● **WHAT THIS TASK INVOLVES**: Reproduce the material in full, unchanged.

--------------------------------------------------

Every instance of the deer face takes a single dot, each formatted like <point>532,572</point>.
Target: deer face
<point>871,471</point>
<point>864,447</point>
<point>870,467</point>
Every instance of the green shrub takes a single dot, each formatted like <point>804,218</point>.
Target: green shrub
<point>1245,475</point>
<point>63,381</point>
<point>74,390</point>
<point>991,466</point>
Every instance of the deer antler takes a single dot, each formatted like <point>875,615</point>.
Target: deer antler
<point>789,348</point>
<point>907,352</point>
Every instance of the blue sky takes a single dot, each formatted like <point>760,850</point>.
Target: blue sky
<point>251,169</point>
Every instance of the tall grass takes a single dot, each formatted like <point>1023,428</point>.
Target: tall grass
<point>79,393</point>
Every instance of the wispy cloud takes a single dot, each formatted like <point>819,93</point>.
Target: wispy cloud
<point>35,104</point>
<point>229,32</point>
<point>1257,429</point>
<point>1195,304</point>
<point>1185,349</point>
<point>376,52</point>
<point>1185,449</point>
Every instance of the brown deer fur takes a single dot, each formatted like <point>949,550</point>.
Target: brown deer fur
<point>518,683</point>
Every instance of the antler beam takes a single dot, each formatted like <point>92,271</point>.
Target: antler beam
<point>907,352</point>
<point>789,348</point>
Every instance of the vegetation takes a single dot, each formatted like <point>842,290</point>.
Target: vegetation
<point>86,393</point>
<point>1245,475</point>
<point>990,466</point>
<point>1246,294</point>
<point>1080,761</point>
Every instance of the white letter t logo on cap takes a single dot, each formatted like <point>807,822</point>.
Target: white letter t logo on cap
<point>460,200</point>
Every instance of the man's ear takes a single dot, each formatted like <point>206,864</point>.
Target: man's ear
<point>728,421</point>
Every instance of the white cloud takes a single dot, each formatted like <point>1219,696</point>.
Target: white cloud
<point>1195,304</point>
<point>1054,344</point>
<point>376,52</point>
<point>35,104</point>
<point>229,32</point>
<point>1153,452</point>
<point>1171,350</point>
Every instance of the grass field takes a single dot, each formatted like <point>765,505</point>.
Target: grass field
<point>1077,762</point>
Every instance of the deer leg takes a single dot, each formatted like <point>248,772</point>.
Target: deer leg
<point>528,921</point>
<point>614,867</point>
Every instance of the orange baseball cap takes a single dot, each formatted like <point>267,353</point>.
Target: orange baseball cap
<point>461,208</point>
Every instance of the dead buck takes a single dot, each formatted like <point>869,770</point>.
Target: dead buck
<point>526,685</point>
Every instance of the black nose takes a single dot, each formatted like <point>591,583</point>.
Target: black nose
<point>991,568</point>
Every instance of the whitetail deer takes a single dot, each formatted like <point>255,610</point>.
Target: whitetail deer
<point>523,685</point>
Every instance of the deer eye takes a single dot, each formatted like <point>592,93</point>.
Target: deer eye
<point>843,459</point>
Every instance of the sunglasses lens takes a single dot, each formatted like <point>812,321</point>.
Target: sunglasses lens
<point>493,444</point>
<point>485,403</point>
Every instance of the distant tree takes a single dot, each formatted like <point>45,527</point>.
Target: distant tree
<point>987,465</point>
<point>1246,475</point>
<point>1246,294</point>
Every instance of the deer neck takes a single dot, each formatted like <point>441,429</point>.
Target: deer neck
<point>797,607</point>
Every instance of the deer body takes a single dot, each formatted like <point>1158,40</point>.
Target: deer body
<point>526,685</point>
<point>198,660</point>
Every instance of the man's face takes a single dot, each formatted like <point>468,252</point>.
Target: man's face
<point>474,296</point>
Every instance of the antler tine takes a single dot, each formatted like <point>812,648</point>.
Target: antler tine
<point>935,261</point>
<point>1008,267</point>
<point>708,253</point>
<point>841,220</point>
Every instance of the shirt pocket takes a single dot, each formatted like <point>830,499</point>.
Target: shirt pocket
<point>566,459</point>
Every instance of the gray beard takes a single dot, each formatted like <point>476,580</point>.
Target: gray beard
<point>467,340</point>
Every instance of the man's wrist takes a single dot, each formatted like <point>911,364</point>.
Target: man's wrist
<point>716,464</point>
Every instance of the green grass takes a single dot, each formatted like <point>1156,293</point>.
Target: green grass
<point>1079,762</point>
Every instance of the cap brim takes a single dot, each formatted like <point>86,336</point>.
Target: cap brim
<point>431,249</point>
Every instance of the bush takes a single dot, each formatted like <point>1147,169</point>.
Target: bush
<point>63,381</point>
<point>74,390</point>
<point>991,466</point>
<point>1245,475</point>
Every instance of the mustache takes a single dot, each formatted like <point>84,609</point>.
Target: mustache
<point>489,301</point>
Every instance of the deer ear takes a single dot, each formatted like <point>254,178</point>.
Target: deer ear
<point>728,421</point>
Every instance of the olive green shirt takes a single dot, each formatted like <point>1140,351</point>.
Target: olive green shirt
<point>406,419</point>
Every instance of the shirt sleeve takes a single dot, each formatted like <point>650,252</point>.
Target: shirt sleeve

--------------------------------------------------

● **WORKED ANSWER**:
Every instance of the deer face takes a single dot, each formatted like <point>532,572</point>.
Target: deer face
<point>871,471</point>
<point>864,447</point>
<point>870,467</point>
Every instance of the green shrub takes a single dot, each formatted like <point>804,218</point>.
Target: green shrub
<point>1245,475</point>
<point>63,381</point>
<point>74,390</point>
<point>991,466</point>
Every instance of the deer antler takes a single dot, each formatted like <point>875,615</point>.
Target: deer antler
<point>789,348</point>
<point>907,352</point>
Every instance of the blue sky takes a single dot, each formatted like <point>760,850</point>.
Target: blue sky
<point>251,169</point>
Every instance of the tall grass takes a single dot, each formatted like <point>1023,428</point>.
Target: tall grass
<point>79,393</point>
Every instance of the wispy cloud takes a single dot, each formatted like <point>819,93</point>.
Target: wispy cloud
<point>35,104</point>
<point>229,32</point>
<point>1257,429</point>
<point>1195,304</point>
<point>1185,349</point>
<point>376,52</point>
<point>1185,449</point>
Every instance of the brown deer fur takes a single dot, each formatted like <point>949,550</point>.
Target: brown deer fur
<point>518,683</point>
Every instance of the antler beam takes a single dot, each formatted like <point>92,271</point>.
Target: antler beam
<point>907,352</point>
<point>789,348</point>
Every instance of the vegetation takes a single dot, each formatted like <point>842,290</point>.
Target: vegetation
<point>86,393</point>
<point>1245,475</point>
<point>990,466</point>
<point>1246,294</point>
<point>1080,761</point>
Every instance of the white letter t logo on cap takes a single dot, each formatted like <point>807,822</point>.
Target: white letter t logo on cap
<point>460,200</point>
Every instance of the man's ear takes a single dot, each formatted like <point>206,864</point>.
Target: man's ear
<point>728,421</point>
Every instance of the white cloud takes a single dot, each formatted like <point>1219,696</point>.
Target: white cloud
<point>1195,304</point>
<point>1054,344</point>
<point>376,52</point>
<point>35,104</point>
<point>229,32</point>
<point>1153,452</point>
<point>1171,350</point>
Every instance of the grass field takes a single dot, each formatted like <point>765,505</point>.
Target: grass field
<point>1077,762</point>
Every instance of the deer leg takes a single dot, each formatted like <point>248,772</point>.
Target: deer leg
<point>528,921</point>
<point>614,867</point>
Every instance of the orange baseball cap takes a single dot, each formatted like <point>267,353</point>.
Target: orange baseball cap
<point>461,208</point>
Every instance of the dead buck takes a single dot, each formatted like <point>869,770</point>.
Target: dead buck
<point>526,685</point>
Every instance of the black nose takes a single dot, each formatted like <point>591,583</point>.
Target: black nose
<point>991,568</point>
Every instance of the whitetail deer takes a single dot, each formatted like <point>255,610</point>.
Target: whitetail deer
<point>523,685</point>
Every instance of the deer eye takes a single dot, each formatted like <point>592,93</point>.
Target: deer eye
<point>843,459</point>
Every instance of the sunglasses lens takes a single dot, each formatted like <point>812,321</point>.
Target: sunglasses lens
<point>493,444</point>
<point>485,403</point>
Every instance of the distant tree takes a single dot, each formatted like <point>45,527</point>.
Target: distant tree
<point>987,465</point>
<point>1246,475</point>
<point>1246,294</point>
Every instance of the deer neck takes a single dot, each formatted like <point>441,429</point>.
Target: deer neck
<point>797,607</point>
Every instance of the deer body takes a single dot, each formatted like <point>1158,40</point>.
Target: deer body
<point>526,685</point>
<point>198,660</point>
Every instance of the man's face takes a single dot, each formatted like <point>468,252</point>.
Target: man's face
<point>474,296</point>
Every instance of the antler tine takes a single dot, each formatted like <point>812,648</point>.
Target: antler tine
<point>935,261</point>
<point>1008,267</point>
<point>708,253</point>
<point>841,220</point>
Every instance of the shirt pocket takes a single dot, each formatted like <point>830,499</point>.
Target: shirt pocket
<point>566,459</point>
Every instance of the gray beard takes a single dot, each formatted like <point>476,580</point>.
Target: gray beard
<point>467,340</point>
Every instance of the man's wrist takes a single dot, each formatted like <point>911,364</point>.
Target: man's wrist
<point>716,464</point>
Every instance of the green grass takes a single dot, each formatted like <point>1156,293</point>.
Target: green grass
<point>1079,762</point>
Every instance of the cap brim takes a single dot, each formatted like <point>86,336</point>.
Target: cap brim
<point>431,249</point>
Every instance of the bush takes a single dot, each formatted like <point>1147,169</point>.
Target: bush
<point>63,381</point>
<point>74,390</point>
<point>991,466</point>
<point>1245,475</point>
Every instance of the mustache takes a single dot, each formatted like <point>84,609</point>.
Target: mustache
<point>489,301</point>
Every instance of the deer ear takes a single dot, each formatted like <point>254,178</point>.
Target: deer ear
<point>728,421</point>
Every instance of the olive green shirt takes a single dot, each formatted like <point>1140,351</point>.
Target: olive green shirt
<point>406,419</point>
Every instance of the shirt sleeve takes a single dot, each formatted like <point>650,252</point>.
Target: shirt sleeve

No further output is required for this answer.